= Task statement =
Each record needs to be echoed exactly; can you do that?

= Record extracts =
------------------------------------------------
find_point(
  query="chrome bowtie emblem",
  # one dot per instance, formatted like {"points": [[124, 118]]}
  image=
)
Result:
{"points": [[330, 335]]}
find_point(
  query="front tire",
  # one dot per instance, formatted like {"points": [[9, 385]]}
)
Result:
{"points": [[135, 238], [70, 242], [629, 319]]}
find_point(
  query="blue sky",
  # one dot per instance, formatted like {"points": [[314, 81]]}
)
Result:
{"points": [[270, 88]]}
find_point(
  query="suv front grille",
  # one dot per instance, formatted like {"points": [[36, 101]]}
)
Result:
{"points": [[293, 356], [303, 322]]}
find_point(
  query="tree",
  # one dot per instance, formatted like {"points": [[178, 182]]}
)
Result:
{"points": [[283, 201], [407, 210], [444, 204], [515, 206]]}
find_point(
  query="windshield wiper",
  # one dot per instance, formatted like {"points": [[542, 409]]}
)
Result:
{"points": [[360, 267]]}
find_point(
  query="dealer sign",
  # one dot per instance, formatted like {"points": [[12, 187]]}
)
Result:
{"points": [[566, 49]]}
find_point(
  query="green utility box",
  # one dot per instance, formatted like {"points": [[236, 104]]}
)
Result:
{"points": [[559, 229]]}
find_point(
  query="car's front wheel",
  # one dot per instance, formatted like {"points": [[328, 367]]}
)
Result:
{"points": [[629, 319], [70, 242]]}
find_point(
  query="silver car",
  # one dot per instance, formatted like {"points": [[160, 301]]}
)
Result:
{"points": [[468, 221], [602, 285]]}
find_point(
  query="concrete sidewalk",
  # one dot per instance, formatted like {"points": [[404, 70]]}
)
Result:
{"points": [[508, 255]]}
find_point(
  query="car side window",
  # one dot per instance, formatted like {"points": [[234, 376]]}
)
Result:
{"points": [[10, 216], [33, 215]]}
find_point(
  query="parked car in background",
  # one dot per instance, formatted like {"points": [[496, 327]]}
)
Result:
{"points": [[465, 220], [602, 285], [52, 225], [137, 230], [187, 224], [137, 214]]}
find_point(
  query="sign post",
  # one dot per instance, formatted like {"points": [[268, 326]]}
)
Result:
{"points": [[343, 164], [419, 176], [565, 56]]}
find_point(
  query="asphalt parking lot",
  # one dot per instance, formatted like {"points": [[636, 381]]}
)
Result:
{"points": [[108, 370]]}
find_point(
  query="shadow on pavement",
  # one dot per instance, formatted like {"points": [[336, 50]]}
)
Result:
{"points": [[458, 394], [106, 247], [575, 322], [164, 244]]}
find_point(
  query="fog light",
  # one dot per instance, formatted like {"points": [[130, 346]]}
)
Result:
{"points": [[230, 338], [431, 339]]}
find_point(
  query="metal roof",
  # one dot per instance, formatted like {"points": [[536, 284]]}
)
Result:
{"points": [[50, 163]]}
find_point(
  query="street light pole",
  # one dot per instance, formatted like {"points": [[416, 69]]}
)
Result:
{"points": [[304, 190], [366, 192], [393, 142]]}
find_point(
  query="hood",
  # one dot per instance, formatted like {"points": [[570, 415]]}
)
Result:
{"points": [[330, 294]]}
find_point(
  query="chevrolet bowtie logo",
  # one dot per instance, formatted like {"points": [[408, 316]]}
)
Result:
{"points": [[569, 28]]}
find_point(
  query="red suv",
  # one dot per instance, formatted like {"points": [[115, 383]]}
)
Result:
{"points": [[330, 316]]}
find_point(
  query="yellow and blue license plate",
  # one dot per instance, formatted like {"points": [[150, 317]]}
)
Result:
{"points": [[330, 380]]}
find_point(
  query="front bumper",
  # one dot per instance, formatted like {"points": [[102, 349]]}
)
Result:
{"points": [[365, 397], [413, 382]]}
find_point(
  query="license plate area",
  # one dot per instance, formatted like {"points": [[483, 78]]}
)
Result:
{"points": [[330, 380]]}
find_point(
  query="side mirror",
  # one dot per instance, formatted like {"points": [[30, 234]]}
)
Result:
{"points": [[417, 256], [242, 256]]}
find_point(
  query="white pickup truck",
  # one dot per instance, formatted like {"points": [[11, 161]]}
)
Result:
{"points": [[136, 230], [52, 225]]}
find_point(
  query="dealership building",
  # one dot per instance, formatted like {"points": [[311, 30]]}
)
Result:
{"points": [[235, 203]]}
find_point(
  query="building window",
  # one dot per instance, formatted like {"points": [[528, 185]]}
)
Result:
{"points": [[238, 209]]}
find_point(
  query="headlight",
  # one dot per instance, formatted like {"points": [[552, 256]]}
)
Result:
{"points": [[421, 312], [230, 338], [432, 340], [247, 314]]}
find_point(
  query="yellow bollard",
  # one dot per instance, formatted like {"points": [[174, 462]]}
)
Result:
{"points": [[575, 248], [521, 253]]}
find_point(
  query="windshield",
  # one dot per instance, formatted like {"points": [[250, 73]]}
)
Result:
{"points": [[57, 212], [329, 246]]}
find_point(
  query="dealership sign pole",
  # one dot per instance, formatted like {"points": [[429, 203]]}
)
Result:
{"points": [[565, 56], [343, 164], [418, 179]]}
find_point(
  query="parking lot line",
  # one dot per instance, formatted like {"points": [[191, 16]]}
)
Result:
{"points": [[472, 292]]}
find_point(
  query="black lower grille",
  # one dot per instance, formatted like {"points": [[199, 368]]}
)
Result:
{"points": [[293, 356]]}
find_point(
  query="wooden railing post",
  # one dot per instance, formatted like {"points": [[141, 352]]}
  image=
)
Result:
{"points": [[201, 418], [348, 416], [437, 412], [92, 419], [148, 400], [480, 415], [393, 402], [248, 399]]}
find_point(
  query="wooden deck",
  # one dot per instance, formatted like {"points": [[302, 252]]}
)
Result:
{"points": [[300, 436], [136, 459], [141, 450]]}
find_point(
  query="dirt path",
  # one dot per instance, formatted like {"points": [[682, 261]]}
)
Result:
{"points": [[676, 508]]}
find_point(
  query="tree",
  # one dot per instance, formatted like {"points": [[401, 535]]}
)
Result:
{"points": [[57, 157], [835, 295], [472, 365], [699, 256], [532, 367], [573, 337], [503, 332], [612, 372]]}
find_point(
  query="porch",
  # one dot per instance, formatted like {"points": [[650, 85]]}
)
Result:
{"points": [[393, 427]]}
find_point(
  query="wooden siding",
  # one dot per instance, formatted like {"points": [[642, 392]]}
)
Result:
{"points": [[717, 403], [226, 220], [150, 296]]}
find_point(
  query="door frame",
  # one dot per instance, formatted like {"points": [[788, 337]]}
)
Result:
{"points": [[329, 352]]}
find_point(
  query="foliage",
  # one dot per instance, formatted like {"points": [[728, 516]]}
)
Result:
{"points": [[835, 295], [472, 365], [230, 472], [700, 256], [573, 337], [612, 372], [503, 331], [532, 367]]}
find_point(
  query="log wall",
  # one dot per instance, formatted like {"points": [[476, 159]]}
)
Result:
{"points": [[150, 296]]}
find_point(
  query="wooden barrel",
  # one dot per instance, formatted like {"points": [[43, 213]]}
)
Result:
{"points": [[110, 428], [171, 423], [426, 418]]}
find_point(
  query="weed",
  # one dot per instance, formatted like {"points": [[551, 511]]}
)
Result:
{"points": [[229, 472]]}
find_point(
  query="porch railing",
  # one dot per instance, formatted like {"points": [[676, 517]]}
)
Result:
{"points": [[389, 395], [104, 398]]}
------------------------------------------------
= Response for this exercise =
find_point(
  query="chrome bowtie emblem",
  # one dot per instance, formatted like {"points": [[124, 118]]}
  image=
)
Result:
{"points": [[330, 335]]}
find_point(
  query="front tire",
  # one dot per instance, formatted like {"points": [[9, 385]]}
)
Result:
{"points": [[135, 238], [70, 242], [629, 319]]}
find_point(
  query="blue sky",
  # one dot per instance, formatted like {"points": [[314, 81]]}
)
Result:
{"points": [[270, 88]]}
find_point(
  query="suv front grille",
  # one dot per instance, formatted like {"points": [[36, 101]]}
)
Result:
{"points": [[293, 356], [303, 322]]}
find_point(
  query="tree",
  # one dot per instance, formatted like {"points": [[178, 182]]}
)
Result:
{"points": [[283, 201], [407, 210], [444, 204], [515, 206]]}
find_point(
  query="windshield wiper",
  # one dot per instance, formatted like {"points": [[542, 409]]}
)
Result:
{"points": [[360, 267]]}
find_point(
  query="dealer sign",
  # one dot per instance, formatted like {"points": [[12, 187]]}
)
Result:
{"points": [[566, 49]]}
find_point(
  query="green utility box",
  # one dot per instance, formatted like {"points": [[236, 104]]}
)
Result:
{"points": [[559, 229]]}
find_point(
  query="car's front wheel",
  # one dot per instance, formatted like {"points": [[328, 367]]}
)
Result:
{"points": [[629, 319], [70, 242]]}
find_point(
  query="silver car",
  # one dot per instance, formatted like {"points": [[160, 301]]}
)
Result:
{"points": [[468, 221], [602, 285]]}
find_point(
  query="concrete sidewalk",
  # one dot per instance, formatted like {"points": [[404, 70]]}
)
Result:
{"points": [[508, 255]]}
find_point(
  query="car side window",
  # one dot per instance, formatted like {"points": [[234, 376]]}
)
Result:
{"points": [[10, 216], [33, 215]]}
find_point(
  query="parked car in background",
  # one dot per instance, formatted like {"points": [[496, 327]]}
)
Result:
{"points": [[465, 220], [602, 285], [52, 225], [137, 230], [187, 224], [137, 214]]}
find_point(
  query="sign post",
  # one dot per instance, formatted like {"points": [[268, 326]]}
)
Result:
{"points": [[343, 164], [419, 176], [565, 56]]}
find_point(
  query="asphalt parking lot",
  # one dot per instance, formatted like {"points": [[636, 381]]}
)
Result:
{"points": [[108, 370]]}
find_point(
  query="shadow on pavement",
  # one dot per instance, formatted like {"points": [[336, 50]]}
)
Result:
{"points": [[458, 394], [106, 247], [575, 322], [164, 244]]}
find_point(
  query="fog light",
  # one dot per instance, formatted like {"points": [[130, 346]]}
)
Result:
{"points": [[230, 338], [431, 339]]}
find_point(
  query="metal roof",
  # one dot per instance, formatted like {"points": [[536, 284]]}
)
Result:
{"points": [[50, 163]]}
find_point(
  query="street light pole",
  # one dot per instance, formatted like {"points": [[416, 69]]}
)
Result:
{"points": [[304, 190], [366, 192], [393, 142]]}
find_point(
  query="hood",
  # one dot per instance, formatted like {"points": [[570, 415]]}
)
Result:
{"points": [[330, 294]]}
find_point(
  query="chevrolet bowtie logo",
  # one dot per instance, formatted like {"points": [[408, 316]]}
)
Result:
{"points": [[569, 28]]}
find_point(
  query="red suv",
  # one dot per instance, formatted like {"points": [[115, 383]]}
)
Result:
{"points": [[330, 316]]}
find_point(
  query="yellow and blue license plate",
  # one dot per instance, formatted like {"points": [[150, 317]]}
)
Result:
{"points": [[330, 380]]}
find_point(
  query="front bumper",
  # one dot per instance, formatted like {"points": [[102, 349]]}
)
Result:
{"points": [[365, 397], [413, 382]]}
find_point(
  query="license plate area",
  # one dot per instance, formatted like {"points": [[483, 78]]}
)
Result:
{"points": [[330, 380]]}
find_point(
  query="side mirror",
  # one dot per instance, formatted like {"points": [[30, 234]]}
)
Result:
{"points": [[417, 256], [242, 256]]}
find_point(
  query="white pickup truck",
  # one dot per instance, formatted like {"points": [[11, 161]]}
)
Result:
{"points": [[136, 230], [52, 225]]}
find_point(
  query="dealership building",
  # one dot per instance, formatted like {"points": [[311, 30]]}
)
Result:
{"points": [[235, 203]]}
find_point(
  query="building window",
  # one dot per instance, formatted like {"points": [[528, 185]]}
)
Result:
{"points": [[238, 209]]}
find_point(
  query="headlight",
  # one dot per instance, formatted like {"points": [[552, 256]]}
)
Result:
{"points": [[421, 312], [230, 338], [432, 340], [247, 314]]}
find_point(
  query="yellow bollard",
  # one dot per instance, formatted like {"points": [[174, 462]]}
)
Result:
{"points": [[575, 248], [521, 253]]}
find_point(
  query="windshield",
  # one dot per instance, formatted like {"points": [[250, 73]]}
)
Result:
{"points": [[57, 212], [329, 246]]}
find_point(
  query="dealership sign pole",
  # one dot per instance, formatted like {"points": [[429, 203]]}
)
Result:
{"points": [[565, 56], [343, 164], [418, 179]]}
find_point(
  query="parking lot line",
  # one dot per instance, formatted like {"points": [[191, 16]]}
)
Result:
{"points": [[472, 292]]}
find_point(
  query="black lower grille",
  # one dot per instance, formatted like {"points": [[199, 368]]}
)
Result:
{"points": [[293, 356]]}
find_point(
  query="wooden railing post",
  # one dot per instance, formatted like {"points": [[141, 352]]}
  image=
)
Result:
{"points": [[201, 418], [348, 416], [437, 412], [92, 419], [148, 400], [480, 415], [393, 402], [248, 399]]}
find_point(
  query="wooden deck",
  # one dot per instance, formatted like {"points": [[302, 252]]}
)
Result:
{"points": [[300, 436], [136, 459], [141, 450]]}
find_point(
  query="dirt path",
  # one dot per instance, formatted like {"points": [[682, 261]]}
)
Result:
{"points": [[676, 508]]}
find_point(
  query="tree",
  # one dot per instance, formatted like {"points": [[401, 535]]}
)
Result:
{"points": [[57, 157], [835, 295], [472, 365], [699, 256], [532, 367], [573, 337], [503, 332], [612, 372]]}
find_point(
  query="porch",
  # one dot per instance, formatted like {"points": [[650, 85]]}
)
Result:
{"points": [[393, 427]]}
find_point(
  query="wooden siding",
  # one dot per instance, formatted like {"points": [[642, 392]]}
)
Result:
{"points": [[717, 403], [226, 220], [150, 296]]}
find_point(
  query="door frame",
  # one dot per instance, formatted like {"points": [[788, 337]]}
)
Result:
{"points": [[329, 352]]}
find_point(
  query="foliage",
  # one dot per instance, formatted like {"points": [[728, 516]]}
)
Result:
{"points": [[835, 295], [472, 365], [230, 472], [700, 256], [573, 337], [612, 372], [503, 331], [532, 367]]}
find_point(
  query="log wall",
  # one dot per instance, formatted like {"points": [[476, 159]]}
)
Result:
{"points": [[150, 296]]}
find_point(
  query="wooden barrel",
  # one dot per instance, formatted like {"points": [[43, 213]]}
)
Result:
{"points": [[110, 428], [171, 423], [426, 418]]}
find_point(
  query="weed",
  # one dot per instance, formatted like {"points": [[551, 511]]}
)
Result:
{"points": [[229, 472]]}
find_point(
  query="porch railing",
  # one dot per instance, formatted like {"points": [[676, 517]]}
)
Result:
{"points": [[389, 395], [104, 398]]}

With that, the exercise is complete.